• [WHAT IS BEING ASKED] Identify every line in the listing below that contains the string "puddle", and copy each of those lines in full.

• [Records from a point labeling set]
* * *

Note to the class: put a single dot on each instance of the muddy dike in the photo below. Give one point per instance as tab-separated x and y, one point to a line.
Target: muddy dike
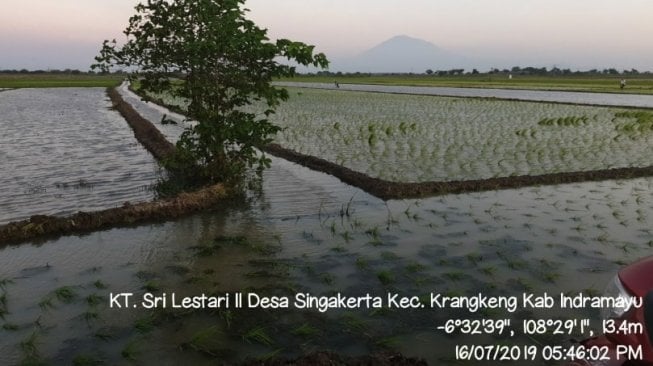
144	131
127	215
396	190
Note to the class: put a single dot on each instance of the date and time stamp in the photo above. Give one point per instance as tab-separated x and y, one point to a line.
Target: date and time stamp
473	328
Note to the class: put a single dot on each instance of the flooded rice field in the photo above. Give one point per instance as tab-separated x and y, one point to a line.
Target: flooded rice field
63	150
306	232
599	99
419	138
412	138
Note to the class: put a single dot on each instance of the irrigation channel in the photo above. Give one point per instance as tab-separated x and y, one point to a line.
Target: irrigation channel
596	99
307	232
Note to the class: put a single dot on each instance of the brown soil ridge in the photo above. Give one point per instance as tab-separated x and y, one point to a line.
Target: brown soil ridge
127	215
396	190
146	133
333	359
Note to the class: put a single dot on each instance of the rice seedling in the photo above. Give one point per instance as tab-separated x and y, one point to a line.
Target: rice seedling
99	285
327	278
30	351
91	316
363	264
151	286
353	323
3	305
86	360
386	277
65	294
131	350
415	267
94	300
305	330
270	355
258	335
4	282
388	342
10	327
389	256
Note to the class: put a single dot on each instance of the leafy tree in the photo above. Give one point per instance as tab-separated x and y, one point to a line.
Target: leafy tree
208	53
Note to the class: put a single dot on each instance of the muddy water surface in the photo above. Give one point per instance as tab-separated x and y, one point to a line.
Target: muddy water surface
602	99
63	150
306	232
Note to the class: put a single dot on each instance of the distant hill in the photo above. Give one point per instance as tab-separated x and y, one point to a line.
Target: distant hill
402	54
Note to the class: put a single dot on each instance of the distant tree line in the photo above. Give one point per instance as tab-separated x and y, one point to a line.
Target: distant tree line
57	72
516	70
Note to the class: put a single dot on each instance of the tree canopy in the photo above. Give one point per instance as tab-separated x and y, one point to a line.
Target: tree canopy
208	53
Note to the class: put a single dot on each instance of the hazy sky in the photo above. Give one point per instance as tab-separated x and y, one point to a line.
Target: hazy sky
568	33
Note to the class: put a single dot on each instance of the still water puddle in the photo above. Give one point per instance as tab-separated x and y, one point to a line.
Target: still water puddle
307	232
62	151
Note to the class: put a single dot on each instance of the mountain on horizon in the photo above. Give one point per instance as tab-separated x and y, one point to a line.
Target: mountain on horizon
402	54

* * *

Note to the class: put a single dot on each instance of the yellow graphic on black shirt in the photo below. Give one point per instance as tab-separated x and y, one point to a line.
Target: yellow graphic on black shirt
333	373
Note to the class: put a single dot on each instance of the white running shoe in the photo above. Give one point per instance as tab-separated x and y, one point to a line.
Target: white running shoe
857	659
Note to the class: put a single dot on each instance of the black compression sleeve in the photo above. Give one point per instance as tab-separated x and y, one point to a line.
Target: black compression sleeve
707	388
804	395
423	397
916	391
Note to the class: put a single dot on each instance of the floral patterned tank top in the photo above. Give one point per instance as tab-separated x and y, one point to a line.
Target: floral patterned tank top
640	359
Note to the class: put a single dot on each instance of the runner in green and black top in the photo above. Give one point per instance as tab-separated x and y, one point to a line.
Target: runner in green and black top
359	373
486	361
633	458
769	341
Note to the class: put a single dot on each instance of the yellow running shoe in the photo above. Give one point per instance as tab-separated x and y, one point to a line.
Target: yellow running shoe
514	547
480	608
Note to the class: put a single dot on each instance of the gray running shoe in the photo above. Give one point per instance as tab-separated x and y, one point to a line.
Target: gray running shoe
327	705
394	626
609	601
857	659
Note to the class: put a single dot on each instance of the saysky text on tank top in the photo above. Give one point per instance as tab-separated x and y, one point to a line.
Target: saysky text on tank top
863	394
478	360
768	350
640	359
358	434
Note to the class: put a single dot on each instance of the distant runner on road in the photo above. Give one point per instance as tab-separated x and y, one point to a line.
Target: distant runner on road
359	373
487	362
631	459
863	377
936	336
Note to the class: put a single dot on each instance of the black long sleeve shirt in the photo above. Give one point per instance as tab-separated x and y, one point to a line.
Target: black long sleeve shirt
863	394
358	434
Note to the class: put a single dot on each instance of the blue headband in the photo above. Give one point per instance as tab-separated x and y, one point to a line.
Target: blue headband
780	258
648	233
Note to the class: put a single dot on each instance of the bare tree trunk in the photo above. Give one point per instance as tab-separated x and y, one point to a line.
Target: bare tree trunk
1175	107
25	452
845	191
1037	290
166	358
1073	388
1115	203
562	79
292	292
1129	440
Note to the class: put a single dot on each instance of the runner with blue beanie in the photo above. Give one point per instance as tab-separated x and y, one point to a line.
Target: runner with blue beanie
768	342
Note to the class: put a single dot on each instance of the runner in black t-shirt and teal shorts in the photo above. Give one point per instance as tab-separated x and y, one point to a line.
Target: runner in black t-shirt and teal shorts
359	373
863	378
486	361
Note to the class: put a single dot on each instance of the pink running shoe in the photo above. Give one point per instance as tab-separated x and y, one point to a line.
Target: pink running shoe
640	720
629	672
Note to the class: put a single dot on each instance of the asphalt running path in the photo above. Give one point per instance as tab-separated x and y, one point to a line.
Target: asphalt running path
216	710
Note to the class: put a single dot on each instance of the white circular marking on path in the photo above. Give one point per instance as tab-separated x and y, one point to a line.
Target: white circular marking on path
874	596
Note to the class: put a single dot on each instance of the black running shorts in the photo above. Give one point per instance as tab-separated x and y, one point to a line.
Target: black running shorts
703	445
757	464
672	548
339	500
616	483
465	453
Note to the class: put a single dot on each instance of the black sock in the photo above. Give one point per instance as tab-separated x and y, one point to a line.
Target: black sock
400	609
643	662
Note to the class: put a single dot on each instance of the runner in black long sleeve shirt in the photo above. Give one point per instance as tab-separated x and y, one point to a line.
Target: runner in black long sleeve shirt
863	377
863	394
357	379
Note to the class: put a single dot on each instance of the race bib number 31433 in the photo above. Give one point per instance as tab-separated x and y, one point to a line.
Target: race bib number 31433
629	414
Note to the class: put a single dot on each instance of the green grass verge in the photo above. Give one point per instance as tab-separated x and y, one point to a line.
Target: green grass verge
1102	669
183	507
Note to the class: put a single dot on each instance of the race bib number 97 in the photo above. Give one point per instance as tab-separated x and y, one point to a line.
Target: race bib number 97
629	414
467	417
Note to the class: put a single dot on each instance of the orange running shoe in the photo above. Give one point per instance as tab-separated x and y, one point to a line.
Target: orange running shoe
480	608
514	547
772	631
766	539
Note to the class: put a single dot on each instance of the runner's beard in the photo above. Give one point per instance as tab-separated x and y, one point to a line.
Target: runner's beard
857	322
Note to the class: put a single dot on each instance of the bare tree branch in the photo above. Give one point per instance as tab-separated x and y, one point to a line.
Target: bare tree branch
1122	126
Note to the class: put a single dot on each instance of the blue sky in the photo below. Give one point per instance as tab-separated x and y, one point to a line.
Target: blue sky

* * *

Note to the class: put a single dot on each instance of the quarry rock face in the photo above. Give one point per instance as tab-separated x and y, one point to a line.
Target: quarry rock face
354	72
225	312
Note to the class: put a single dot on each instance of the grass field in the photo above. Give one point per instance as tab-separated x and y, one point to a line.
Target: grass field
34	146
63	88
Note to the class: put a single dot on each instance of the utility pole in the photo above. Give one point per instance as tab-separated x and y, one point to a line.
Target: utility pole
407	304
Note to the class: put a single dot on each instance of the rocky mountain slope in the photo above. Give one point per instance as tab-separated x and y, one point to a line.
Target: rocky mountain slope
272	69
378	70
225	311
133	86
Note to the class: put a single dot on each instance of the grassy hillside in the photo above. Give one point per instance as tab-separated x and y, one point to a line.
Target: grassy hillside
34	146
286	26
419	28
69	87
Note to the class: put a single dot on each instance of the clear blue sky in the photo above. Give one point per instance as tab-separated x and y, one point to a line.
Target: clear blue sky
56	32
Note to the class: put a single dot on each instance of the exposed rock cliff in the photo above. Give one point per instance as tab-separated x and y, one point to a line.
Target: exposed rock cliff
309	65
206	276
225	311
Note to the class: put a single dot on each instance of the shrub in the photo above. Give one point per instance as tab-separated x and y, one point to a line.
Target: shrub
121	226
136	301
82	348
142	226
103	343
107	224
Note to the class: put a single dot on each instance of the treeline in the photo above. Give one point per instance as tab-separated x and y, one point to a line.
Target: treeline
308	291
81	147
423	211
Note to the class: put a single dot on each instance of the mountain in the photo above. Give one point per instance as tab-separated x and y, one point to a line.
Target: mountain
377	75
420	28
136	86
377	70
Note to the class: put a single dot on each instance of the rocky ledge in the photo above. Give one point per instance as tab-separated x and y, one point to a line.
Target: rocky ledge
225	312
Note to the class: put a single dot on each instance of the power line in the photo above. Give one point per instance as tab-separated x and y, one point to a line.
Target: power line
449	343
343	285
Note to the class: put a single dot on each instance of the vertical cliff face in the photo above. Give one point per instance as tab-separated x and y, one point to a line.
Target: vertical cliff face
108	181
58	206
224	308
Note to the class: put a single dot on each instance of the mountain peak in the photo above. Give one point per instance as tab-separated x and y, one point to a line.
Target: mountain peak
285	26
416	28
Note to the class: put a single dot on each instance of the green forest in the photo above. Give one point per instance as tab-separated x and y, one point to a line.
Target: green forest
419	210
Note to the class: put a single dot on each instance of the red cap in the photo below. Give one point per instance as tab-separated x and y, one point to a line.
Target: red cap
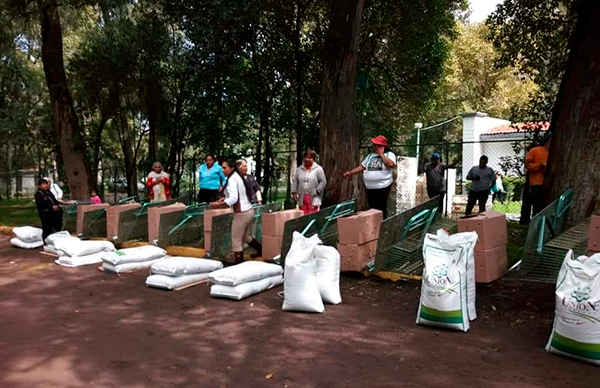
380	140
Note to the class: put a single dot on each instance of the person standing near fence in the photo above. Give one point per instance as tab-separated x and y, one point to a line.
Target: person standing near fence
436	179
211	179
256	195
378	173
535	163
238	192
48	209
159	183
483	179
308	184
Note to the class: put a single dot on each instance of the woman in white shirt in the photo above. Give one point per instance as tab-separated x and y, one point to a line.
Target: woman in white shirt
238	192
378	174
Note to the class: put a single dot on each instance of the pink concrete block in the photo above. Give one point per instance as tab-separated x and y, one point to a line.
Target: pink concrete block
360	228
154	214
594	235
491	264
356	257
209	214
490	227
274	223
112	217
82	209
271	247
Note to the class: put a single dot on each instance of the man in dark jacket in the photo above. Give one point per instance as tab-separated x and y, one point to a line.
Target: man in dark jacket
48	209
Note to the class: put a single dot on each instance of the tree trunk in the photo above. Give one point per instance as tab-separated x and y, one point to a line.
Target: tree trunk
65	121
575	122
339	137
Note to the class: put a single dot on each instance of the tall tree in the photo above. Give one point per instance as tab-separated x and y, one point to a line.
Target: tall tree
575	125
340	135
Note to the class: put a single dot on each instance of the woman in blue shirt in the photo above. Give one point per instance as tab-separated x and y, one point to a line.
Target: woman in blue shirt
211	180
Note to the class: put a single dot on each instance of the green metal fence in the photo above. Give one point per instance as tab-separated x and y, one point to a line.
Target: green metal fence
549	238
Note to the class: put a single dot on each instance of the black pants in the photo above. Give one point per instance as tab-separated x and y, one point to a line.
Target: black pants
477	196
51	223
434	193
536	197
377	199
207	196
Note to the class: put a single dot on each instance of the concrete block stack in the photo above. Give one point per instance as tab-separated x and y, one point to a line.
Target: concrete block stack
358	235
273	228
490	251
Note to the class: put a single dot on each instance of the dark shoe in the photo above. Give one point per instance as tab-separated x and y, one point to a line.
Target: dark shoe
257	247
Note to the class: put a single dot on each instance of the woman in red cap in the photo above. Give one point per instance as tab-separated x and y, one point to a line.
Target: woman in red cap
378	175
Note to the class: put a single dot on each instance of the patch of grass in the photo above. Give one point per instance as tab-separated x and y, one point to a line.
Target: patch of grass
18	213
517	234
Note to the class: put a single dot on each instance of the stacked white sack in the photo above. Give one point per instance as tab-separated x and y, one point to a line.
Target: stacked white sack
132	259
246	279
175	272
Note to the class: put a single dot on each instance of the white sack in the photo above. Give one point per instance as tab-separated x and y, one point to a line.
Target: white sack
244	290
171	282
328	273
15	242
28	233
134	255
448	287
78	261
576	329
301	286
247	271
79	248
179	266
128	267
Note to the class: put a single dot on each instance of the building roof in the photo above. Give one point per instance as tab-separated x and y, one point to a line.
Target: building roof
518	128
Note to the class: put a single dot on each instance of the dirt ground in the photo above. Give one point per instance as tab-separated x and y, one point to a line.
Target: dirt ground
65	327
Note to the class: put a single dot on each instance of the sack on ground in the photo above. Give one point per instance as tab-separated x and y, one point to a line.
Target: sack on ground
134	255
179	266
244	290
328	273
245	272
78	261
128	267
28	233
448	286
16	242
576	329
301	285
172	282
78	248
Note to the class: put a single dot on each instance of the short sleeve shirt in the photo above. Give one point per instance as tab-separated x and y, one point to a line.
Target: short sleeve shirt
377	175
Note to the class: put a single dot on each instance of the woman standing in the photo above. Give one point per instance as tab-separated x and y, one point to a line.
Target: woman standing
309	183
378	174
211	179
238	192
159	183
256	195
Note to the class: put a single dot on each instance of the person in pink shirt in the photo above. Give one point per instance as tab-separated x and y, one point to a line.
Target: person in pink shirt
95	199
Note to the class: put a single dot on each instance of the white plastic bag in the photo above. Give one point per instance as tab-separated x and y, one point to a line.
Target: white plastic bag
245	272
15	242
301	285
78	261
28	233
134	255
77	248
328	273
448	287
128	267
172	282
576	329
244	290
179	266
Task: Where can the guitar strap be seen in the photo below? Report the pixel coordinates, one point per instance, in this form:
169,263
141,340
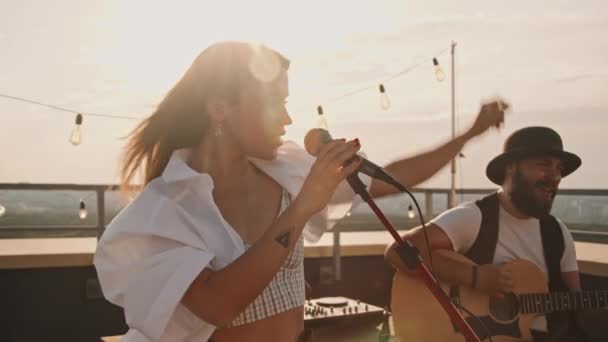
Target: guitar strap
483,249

* * *

• [TASK OUTPUT]
Note to the class: put a single dot on each instance of the still water puddle in the photo above. Give one point per instance as tab-separated x and y, one point to a line.
Target: still water puddle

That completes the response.